WORK INSTRUCTIONS:
Scale the items below by writing out every line again, not only the answers. Multiply each coordinate in the answers by 2.05 and round it to a whole number, with halves rounded up.

Records in a dataset
** Begin **

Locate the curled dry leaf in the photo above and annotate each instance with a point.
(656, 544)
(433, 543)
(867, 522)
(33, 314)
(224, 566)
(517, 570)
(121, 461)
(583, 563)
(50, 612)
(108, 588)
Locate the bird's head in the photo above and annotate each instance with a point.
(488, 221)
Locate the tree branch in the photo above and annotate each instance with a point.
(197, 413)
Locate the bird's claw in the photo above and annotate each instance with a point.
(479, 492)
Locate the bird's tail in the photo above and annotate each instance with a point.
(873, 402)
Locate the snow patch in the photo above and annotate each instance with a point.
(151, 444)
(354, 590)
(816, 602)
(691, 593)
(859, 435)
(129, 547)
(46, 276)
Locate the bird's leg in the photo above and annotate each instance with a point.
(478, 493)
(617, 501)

** End **

WRITTEN ANSWER:
Locate the curled dry leaf in the photo above and annotate each instance with a point.
(1345, 1115)
(888, 1113)
(1777, 1070)
(68, 644)
(459, 1160)
(1060, 1169)
(248, 945)
(1195, 1154)
(103, 1255)
(221, 1205)
Locate the bird's head in the photo above and annotate each instance with a point.
(1000, 453)
Locate the tree branch in the photo above and annotate each instance with a point.
(404, 847)
Locate the bird's claw in the photo above and annotate each instance with a point.
(982, 1009)
Locate the bird's tail in the photo above and annotate each instance with a point.
(1790, 824)
Locate the snow patch in the photo above and annotate each instance with a point.
(310, 910)
(726, 1210)
(1673, 1234)
(1417, 1216)
(1761, 892)
(264, 1121)
(94, 566)
Locate the bird's leg in the photo above and annotate each instance with a point.
(980, 1011)
(1265, 1027)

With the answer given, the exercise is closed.